This saga continues...

Do you have a good spark when it dies, also is the plug wet like it is flooding out for some reason. My klx 250 has a simular problem. When you find the problem please let me know.

mfrank

I have good spark, and the plug is dry. I am going to take the carb off again and check everything. I don't know what I could have missed, but trying. I saw a video that showed how to check the slide using a shopvac, so will check and see if slide is working correctly. Next is just the fuel level in bowl.

If I find anything will let you know.

Not sure if you have seen this or not but try going over everything in the carb and make sure you've got everything in correctly, most notably the white plastic piece above the slide and the small metal piece that sits above the main jet holder.

http://myural.com/keihin_32cvk_disassembly.htm

Thanks for suggestions. I have seen the page before and tried everything I know. Not sure I know what the smal metal piece that you are referring to. I think I am going to take the carb into our local bike shop and let them do a once over to see if I am missing something. I don't know what else to do.

Thanks

The small metal piece referred to is a brass needle jet that sets above the brass jet holder (the piece that the main jet is screwed into). It would seem that the mid range condition you describe could be affected if this piece was missing.

I had a similar problem with my KLR250 not wanting to rev over maybe 3000 rpm. It was caused by the holes on the side of the emulsion tube being plugged. That is the tube the jet needle slides into, above where the main jet screws in. Once I cleaned them out, the KLR250 ran beautifully.

Thanks for the tip. I had cleaned this once before, but just bought a can of carb cleaner and plan on soaking again. Does anyone know if the plastic elbows will unscrew on the cvk34? If not I will lay it on it's side so they are not in the chemical.

I talked with a mechanic yesterday and his opinion was that it wasn't the carb, but the stator. Anyone have any thoughts on this as I sure hate to spend the $$ on a new stator if this is not the problem.

Thanks to everyone trying to help.

Stan

This is silly but I have had the tach actually nominate itself for an on its own make its own rules rev limiter.

####################

| TO DO |
Please reproduce the carburetor thread word for word, starting at the words "Do you have" and stopping after "main jet holder.".

Point-per-instance localization records:
####################

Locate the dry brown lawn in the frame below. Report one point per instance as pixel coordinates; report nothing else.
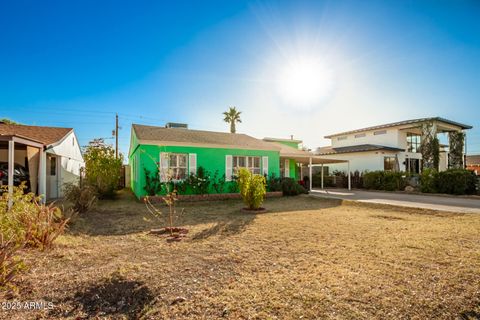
(307, 258)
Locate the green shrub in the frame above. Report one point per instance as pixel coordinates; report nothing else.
(451, 181)
(384, 180)
(102, 168)
(290, 187)
(252, 188)
(456, 181)
(10, 264)
(429, 181)
(273, 183)
(83, 198)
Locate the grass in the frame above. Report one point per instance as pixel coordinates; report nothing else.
(307, 258)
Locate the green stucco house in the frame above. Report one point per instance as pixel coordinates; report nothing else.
(178, 152)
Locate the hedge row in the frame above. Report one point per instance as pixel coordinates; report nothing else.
(384, 180)
(452, 181)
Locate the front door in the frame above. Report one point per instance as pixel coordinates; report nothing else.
(52, 177)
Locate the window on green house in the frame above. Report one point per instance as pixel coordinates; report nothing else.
(251, 163)
(177, 165)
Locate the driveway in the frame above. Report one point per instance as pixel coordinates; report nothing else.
(433, 202)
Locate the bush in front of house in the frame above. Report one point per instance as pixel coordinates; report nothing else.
(429, 181)
(451, 181)
(290, 187)
(252, 188)
(82, 197)
(274, 183)
(384, 180)
(102, 168)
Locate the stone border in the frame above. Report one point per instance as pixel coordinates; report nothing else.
(211, 197)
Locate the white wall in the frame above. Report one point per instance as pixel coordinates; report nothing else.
(70, 160)
(391, 138)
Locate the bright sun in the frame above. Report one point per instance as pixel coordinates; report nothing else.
(304, 82)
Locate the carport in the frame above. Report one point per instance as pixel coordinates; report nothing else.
(307, 158)
(14, 146)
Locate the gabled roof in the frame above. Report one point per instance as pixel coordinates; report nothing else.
(402, 123)
(198, 138)
(358, 148)
(44, 135)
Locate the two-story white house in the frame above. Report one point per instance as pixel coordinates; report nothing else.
(392, 146)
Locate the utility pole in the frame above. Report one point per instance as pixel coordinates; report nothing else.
(116, 136)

####################

| SOLUTION FOR THIS TASK |
Do you have a good spark when it dies, also is the plug wet like it is flooding out for some reason. My klx 250 has a simular problem. When you find the problem please let me know.

mfrank

I have good spark, and the plug is dry. I am going to take the carb off again and check everything. I don't know what I could have missed, but trying. I saw a video that showed how to check the slide using a shopvac, so will check and see if slide is working correctly. Next is just the fuel level in bowl.

If I find anything will let you know.

Not sure if you have seen this or not but try going over everything in the carb and make sure you've got everything in correctly, most notably the white plastic piece above the slide and the small metal piece that sits above the main jet holder.